### What is being asked
Retype the entire listing, keeping every word as it is.
________________________________________
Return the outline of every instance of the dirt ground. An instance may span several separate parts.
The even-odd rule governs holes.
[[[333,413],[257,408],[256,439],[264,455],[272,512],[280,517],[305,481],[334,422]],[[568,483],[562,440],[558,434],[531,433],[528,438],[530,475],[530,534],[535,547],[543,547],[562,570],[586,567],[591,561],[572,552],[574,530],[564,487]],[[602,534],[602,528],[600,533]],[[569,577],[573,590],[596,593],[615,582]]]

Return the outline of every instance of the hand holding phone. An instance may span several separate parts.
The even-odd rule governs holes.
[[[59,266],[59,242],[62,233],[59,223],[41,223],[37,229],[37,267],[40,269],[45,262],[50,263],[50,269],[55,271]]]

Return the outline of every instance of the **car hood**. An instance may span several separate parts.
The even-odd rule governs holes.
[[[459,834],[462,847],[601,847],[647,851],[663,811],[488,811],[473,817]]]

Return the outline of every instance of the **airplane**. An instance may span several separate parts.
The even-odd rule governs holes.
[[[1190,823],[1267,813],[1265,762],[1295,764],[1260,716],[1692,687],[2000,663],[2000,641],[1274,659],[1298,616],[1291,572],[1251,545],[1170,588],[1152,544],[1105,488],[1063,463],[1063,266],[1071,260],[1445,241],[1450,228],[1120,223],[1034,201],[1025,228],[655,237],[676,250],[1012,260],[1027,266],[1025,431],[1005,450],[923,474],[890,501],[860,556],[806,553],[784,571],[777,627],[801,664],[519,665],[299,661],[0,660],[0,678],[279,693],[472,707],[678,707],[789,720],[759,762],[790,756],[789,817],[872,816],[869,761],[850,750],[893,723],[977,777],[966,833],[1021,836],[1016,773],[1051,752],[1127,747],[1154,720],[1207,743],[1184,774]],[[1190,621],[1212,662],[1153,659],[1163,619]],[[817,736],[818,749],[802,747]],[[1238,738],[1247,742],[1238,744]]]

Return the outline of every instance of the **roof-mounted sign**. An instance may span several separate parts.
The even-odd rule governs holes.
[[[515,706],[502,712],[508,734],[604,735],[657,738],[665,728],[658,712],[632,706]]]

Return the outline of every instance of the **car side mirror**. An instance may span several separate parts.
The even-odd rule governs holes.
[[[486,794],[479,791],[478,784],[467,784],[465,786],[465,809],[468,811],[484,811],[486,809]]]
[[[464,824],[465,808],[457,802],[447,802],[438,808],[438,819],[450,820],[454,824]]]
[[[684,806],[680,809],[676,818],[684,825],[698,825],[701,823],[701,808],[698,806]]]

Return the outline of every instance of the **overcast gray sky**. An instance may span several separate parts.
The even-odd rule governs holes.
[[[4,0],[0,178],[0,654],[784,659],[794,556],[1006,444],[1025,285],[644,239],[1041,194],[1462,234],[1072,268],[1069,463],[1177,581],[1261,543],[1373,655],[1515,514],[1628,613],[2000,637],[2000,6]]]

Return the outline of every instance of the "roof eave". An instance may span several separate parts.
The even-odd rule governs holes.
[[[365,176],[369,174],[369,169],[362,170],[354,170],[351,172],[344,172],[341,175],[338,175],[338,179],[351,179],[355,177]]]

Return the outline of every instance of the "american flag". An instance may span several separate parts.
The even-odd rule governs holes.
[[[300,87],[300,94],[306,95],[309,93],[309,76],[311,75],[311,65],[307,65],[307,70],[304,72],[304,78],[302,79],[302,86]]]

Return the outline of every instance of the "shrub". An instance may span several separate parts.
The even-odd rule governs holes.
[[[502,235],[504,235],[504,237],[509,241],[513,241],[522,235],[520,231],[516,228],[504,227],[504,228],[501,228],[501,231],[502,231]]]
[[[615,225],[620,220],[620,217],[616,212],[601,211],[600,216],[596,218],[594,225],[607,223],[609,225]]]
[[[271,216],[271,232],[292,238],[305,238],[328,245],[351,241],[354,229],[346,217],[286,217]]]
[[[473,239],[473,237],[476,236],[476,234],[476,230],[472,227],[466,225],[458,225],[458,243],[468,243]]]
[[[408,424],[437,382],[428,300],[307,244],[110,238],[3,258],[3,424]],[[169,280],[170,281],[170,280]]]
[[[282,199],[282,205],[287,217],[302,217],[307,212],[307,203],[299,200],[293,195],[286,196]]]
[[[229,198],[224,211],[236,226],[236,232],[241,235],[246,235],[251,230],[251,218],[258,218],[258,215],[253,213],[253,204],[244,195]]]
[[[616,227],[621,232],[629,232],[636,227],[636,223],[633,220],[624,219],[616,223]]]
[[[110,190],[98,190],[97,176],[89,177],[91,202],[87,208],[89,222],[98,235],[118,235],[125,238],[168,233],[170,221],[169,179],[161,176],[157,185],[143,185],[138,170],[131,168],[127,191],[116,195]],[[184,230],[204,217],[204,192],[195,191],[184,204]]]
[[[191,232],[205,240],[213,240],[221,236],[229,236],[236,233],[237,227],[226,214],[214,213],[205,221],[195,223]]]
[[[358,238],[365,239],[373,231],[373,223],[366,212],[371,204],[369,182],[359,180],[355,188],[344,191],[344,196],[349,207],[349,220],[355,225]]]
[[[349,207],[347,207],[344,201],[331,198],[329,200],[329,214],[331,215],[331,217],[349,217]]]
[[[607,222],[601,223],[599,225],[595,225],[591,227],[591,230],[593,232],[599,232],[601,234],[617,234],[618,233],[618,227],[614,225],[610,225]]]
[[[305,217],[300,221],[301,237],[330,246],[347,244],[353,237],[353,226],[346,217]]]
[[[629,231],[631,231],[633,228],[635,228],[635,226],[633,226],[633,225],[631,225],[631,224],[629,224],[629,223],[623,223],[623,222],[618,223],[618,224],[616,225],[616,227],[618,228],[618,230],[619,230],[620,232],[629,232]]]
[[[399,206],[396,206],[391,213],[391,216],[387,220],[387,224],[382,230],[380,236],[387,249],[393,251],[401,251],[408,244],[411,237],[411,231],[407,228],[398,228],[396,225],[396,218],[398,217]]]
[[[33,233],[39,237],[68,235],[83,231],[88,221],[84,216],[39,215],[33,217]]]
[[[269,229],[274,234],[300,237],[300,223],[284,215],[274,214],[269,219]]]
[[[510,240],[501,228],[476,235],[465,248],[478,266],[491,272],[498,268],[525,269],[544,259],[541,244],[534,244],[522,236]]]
________________________________________
### Reply
Return the outline of every instance of the dirt ground. An instance may span several separate parts.
The even-odd rule governs holes.
[[[333,413],[257,408],[256,439],[264,455],[272,512],[280,517],[305,481],[334,422]],[[568,483],[562,440],[558,434],[531,433],[528,438],[530,475],[530,534],[535,547],[543,547],[562,570],[586,567],[591,561],[572,552],[574,530],[564,487]],[[602,534],[602,528],[600,533]],[[569,577],[573,590],[596,593],[615,582]]]

Return the outline of every instance of the hand holding phone. An instance may span several separate parts.
The even-odd rule governs holes.
[[[59,266],[59,242],[62,233],[59,223],[41,223],[37,229],[37,267],[40,269],[45,262],[50,263],[50,269],[55,271]]]

Return the outline of every instance of the **car hood**. An instance may span several separate parts.
The even-odd rule governs holes.
[[[459,834],[462,847],[601,847],[647,851],[663,811],[488,811],[473,817]]]

Return the outline of every instance of the **airplane**. An instance may span several separate parts.
The even-odd rule governs holes.
[[[1190,823],[1267,813],[1265,762],[1295,764],[1260,716],[1692,687],[2000,663],[2000,641],[1274,659],[1298,616],[1291,572],[1251,545],[1170,588],[1152,544],[1105,488],[1063,463],[1063,266],[1071,260],[1445,241],[1450,228],[1120,223],[1034,201],[1025,228],[655,237],[676,250],[1012,260],[1027,266],[1025,431],[1005,450],[923,474],[890,501],[860,556],[806,553],[784,571],[777,627],[801,664],[519,665],[299,661],[0,660],[0,678],[279,693],[472,707],[678,707],[789,720],[759,762],[790,756],[789,817],[872,816],[869,761],[850,750],[893,723],[977,777],[966,833],[1021,836],[1016,773],[1051,752],[1127,747],[1154,720],[1207,743],[1184,774]],[[1190,621],[1212,662],[1153,659],[1163,619]],[[817,736],[818,749],[802,747]],[[1238,738],[1247,742],[1238,744]]]

Return the outline of every instance of the **roof-mounted sign**. An instance may span several separate parts.
The even-odd rule governs holes.
[[[515,706],[502,712],[508,734],[604,735],[657,738],[665,728],[658,712],[632,706]]]

Return the outline of every instance of the **car side mirror**. An instance may span several separate parts.
The even-odd rule governs holes.
[[[486,794],[479,791],[478,784],[467,784],[465,786],[465,809],[468,811],[484,811],[486,809]]]
[[[464,824],[465,808],[457,802],[447,802],[438,808],[438,819],[450,820],[454,824]]]
[[[684,806],[680,809],[676,818],[684,825],[698,825],[701,823],[701,808],[698,806]]]

Return the outline of every instance of the **overcast gray sky**. An instance may span several separate parts.
The even-odd rule governs holes.
[[[4,0],[0,178],[0,654],[784,659],[794,556],[1006,444],[1025,285],[644,239],[1041,194],[1462,234],[1072,268],[1069,463],[1177,581],[1261,543],[1373,655],[1515,514],[1628,613],[2000,637],[2000,6]]]

Return the outline of every instance of the "roof eave". An instance may span several separate parts.
The even-odd rule governs holes.
[[[365,176],[369,174],[369,169],[362,170],[354,170],[351,172],[344,172],[341,175],[338,175],[338,179],[351,179],[355,177]]]

Return the outline of every instance of the "american flag". An instance may span several separate parts.
The even-odd rule governs holes.
[[[300,87],[300,94],[306,95],[309,93],[309,76],[311,75],[311,65],[307,65],[307,70],[304,72],[304,78],[302,79],[302,86]]]

Return the outline of every instance of the "shrub". An instance may span several separate parts.
The even-odd rule governs holes.
[[[502,235],[504,235],[504,237],[509,241],[513,241],[522,235],[520,231],[516,228],[504,227],[504,228],[501,228],[501,231],[502,231]]]
[[[615,225],[620,220],[620,217],[616,212],[601,211],[600,216],[596,218],[594,225],[607,223],[609,225]]]
[[[271,216],[271,232],[292,238],[305,238],[328,245],[351,241],[354,229],[346,217],[286,217]]]
[[[473,239],[473,237],[476,236],[476,234],[476,230],[472,227],[466,225],[458,225],[458,243],[468,243]]]
[[[408,424],[437,382],[428,300],[307,244],[110,238],[3,258],[3,424]],[[169,280],[170,281],[170,280]]]
[[[282,199],[282,205],[287,217],[302,217],[307,212],[307,203],[299,200],[293,195],[286,196]]]
[[[229,198],[224,211],[236,226],[236,232],[241,235],[246,235],[251,230],[251,218],[258,218],[258,215],[253,213],[253,204],[244,195]]]
[[[616,227],[621,232],[629,232],[636,227],[636,223],[633,220],[624,219],[616,223]]]
[[[110,190],[98,190],[97,176],[89,177],[91,202],[87,208],[89,222],[98,235],[118,235],[125,238],[168,233],[170,221],[169,179],[161,176],[157,185],[143,185],[138,170],[131,168],[127,191],[116,195]],[[184,230],[204,217],[204,192],[195,191],[184,204]]]
[[[191,232],[205,240],[213,240],[221,236],[229,236],[236,233],[237,227],[226,214],[214,213],[205,221],[195,223]]]
[[[358,238],[365,239],[373,231],[373,223],[366,212],[371,204],[369,182],[359,180],[355,188],[344,191],[344,196],[349,207],[349,220],[355,225]]]
[[[349,207],[347,207],[344,201],[331,198],[329,200],[329,214],[331,215],[331,217],[349,217]]]
[[[607,222],[601,223],[599,225],[595,225],[591,227],[591,230],[593,232],[599,232],[601,234],[617,234],[618,233],[618,227],[614,225],[610,225]]]
[[[305,217],[300,221],[301,237],[330,246],[347,244],[353,237],[353,226],[346,217]]]
[[[629,231],[631,231],[633,228],[635,228],[635,226],[633,226],[633,225],[631,225],[631,224],[629,224],[629,223],[623,223],[623,222],[618,223],[618,224],[616,225],[616,227],[618,228],[618,230],[619,230],[620,232],[629,232]]]
[[[399,206],[396,206],[391,213],[391,216],[387,220],[387,224],[382,230],[380,236],[387,249],[393,251],[401,251],[408,244],[411,237],[411,231],[407,228],[398,228],[396,225],[396,218],[398,217]]]
[[[33,233],[39,237],[68,235],[83,231],[88,221],[84,216],[39,215],[33,217]]]
[[[269,229],[274,234],[300,237],[300,223],[284,215],[274,214],[269,219]]]
[[[510,240],[501,228],[476,235],[465,248],[478,266],[491,272],[498,268],[525,269],[544,259],[541,244],[534,244],[522,236]]]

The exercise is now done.